Records drawn from a dataset:
::::::::::
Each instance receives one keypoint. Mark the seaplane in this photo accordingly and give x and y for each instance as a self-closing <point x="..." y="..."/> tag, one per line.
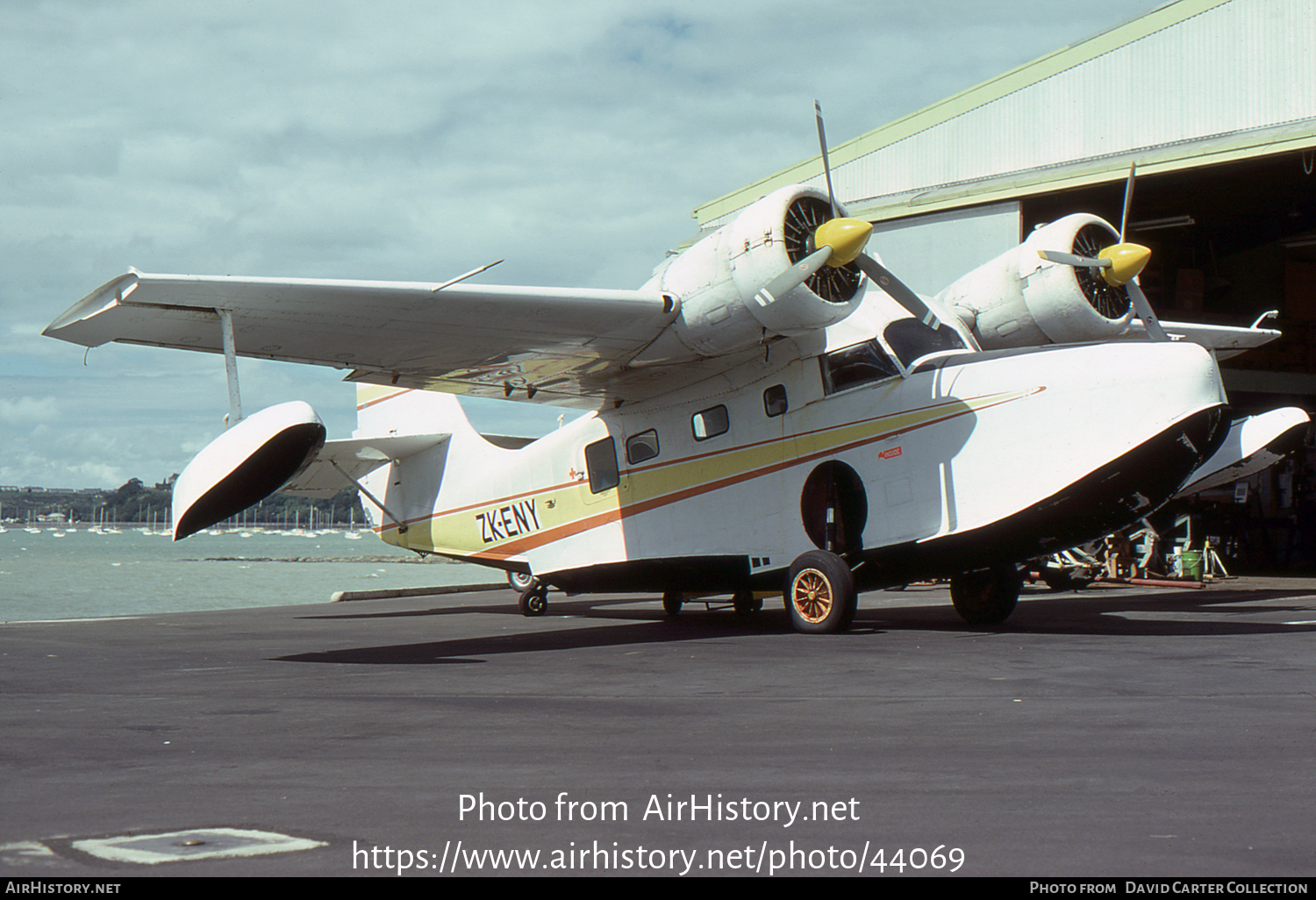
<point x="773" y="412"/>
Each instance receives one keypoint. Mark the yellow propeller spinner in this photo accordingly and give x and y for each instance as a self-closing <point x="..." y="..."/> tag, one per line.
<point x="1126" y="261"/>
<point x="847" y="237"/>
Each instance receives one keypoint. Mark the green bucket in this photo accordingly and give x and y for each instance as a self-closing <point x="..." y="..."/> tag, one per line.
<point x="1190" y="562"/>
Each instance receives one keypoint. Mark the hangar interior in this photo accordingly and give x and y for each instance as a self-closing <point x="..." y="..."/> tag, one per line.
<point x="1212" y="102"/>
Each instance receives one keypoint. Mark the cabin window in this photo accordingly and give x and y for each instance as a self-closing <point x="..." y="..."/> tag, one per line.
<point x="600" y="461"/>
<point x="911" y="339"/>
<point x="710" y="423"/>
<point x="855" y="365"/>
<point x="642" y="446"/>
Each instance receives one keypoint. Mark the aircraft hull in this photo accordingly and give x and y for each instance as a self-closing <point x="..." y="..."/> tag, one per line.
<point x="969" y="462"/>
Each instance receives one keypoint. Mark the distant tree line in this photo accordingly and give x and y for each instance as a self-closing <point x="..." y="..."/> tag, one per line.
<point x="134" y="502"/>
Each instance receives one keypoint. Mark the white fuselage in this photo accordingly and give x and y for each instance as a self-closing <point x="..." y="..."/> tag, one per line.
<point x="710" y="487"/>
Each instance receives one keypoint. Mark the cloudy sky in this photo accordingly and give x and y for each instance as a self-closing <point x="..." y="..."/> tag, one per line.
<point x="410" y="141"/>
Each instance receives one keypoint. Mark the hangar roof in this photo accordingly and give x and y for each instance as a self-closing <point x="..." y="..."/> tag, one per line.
::::::::::
What this task involves = Write out the data again word for word, minus any images.

Result for this task =
Each instance receives one keypoint. Mark the seaplane in this photo accordingly and give x and y for each instance as a self-closing <point x="..." y="..."/> tag, one per line.
<point x="773" y="412"/>
Each instance receives one keypoint. Mark the yellow propeller spinner in this photo accordingly and give x and y for each instance as a self-closing <point x="..." y="..."/> tag, one per line.
<point x="1126" y="261"/>
<point x="847" y="237"/>
Each instance receives one keypoint. Mark the green bucket in this photo accordingly and give x and y for each instance as a self-closing <point x="..." y="..."/> tag, one per line.
<point x="1190" y="562"/>
Each instance receives one keypoint. Mark the hangar interior in this photo accordingly and give x and y for each instance as a self-closing <point x="..." y="..."/> tag, one per line.
<point x="1212" y="102"/>
Each instance receives one keypoint. Mark the cabin window in this photo accordingly and give x and y for each instance as a self-closing <point x="..." y="..."/> tag, one per line.
<point x="600" y="461"/>
<point x="911" y="339"/>
<point x="710" y="423"/>
<point x="855" y="365"/>
<point x="642" y="446"/>
Each instance receives one keypoint. Mark the aircraft hull in this photo accordingly and give x and y for each instance as a self-closing <point x="..." y="..."/> tag, one per line.
<point x="969" y="462"/>
Each instance receives one keypoint. Mark the distant tree line in this photo accordingly and give x and y for each instance as a self-closing <point x="..." y="..."/> tag, one per line.
<point x="134" y="502"/>
Each instance receives one keypoint. Mark the white fuselage in this photo accordingly and give x and y for each instance as a self-closing <point x="..." y="..."/> tag, one per line.
<point x="710" y="487"/>
Each instance receives one keypoint. Mark the cloudy sky in this photo accordingly and give x and y for each instance as a self-closing <point x="..." y="..."/> tag, one per line.
<point x="410" y="141"/>
Each instance receives one keypoint. Mark the hangar roof in this photo accordingly and give x and y for each instance as a self-closing <point x="..." y="..."/> tag, one per line.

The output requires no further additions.